Required work -
The answer should consist of each line from the data below that includes "area".

Input -

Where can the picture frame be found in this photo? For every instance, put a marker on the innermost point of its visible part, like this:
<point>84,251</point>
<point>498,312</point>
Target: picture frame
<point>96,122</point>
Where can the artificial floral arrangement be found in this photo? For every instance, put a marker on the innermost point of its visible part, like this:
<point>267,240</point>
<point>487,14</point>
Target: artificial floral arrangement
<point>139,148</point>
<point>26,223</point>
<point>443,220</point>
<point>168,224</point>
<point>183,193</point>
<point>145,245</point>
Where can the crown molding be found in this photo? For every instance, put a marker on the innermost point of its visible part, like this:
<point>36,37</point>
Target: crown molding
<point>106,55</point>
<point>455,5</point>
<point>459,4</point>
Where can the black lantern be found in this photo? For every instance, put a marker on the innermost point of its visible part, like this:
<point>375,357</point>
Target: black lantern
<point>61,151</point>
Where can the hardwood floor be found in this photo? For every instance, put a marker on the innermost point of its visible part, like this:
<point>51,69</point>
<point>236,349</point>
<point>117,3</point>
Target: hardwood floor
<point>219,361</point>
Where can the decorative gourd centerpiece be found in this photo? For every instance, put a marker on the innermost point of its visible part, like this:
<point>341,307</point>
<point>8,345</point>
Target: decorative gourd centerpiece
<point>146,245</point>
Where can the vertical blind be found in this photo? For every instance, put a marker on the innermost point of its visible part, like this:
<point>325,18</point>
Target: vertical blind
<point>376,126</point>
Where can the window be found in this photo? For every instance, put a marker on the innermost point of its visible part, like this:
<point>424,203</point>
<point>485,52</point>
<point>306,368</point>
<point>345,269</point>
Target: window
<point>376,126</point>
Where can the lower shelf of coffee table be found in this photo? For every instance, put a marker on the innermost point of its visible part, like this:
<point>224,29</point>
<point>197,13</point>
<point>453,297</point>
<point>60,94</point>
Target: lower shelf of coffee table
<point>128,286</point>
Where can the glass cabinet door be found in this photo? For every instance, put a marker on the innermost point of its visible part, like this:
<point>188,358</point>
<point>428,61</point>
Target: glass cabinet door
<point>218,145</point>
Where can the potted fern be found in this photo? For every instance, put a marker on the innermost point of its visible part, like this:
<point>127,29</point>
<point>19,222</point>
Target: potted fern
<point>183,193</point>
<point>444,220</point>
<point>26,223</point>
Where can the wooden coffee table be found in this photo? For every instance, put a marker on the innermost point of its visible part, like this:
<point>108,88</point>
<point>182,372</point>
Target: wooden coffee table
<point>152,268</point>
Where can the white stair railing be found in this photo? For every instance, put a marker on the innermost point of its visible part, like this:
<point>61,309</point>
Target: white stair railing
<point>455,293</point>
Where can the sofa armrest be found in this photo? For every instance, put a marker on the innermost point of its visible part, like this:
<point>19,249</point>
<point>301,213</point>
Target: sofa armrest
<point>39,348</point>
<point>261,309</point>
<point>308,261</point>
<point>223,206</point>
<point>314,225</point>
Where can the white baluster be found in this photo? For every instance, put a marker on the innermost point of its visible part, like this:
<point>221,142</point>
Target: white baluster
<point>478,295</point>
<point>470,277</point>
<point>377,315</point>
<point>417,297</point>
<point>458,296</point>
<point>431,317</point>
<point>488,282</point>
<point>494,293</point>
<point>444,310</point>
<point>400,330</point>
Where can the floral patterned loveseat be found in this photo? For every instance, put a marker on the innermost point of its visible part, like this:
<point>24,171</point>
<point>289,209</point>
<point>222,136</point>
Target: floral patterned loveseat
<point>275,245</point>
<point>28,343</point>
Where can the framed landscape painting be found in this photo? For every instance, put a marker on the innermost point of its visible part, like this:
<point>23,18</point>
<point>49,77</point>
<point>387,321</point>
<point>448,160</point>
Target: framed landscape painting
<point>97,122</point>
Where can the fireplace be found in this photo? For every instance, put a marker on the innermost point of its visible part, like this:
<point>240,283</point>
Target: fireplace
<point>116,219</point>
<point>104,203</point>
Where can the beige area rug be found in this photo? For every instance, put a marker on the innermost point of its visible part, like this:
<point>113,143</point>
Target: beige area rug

Worked solution -
Where can the beige area rug be found in this photo? For every instance, put a marker on the innermost point of its visible part, like this:
Target: beige area rug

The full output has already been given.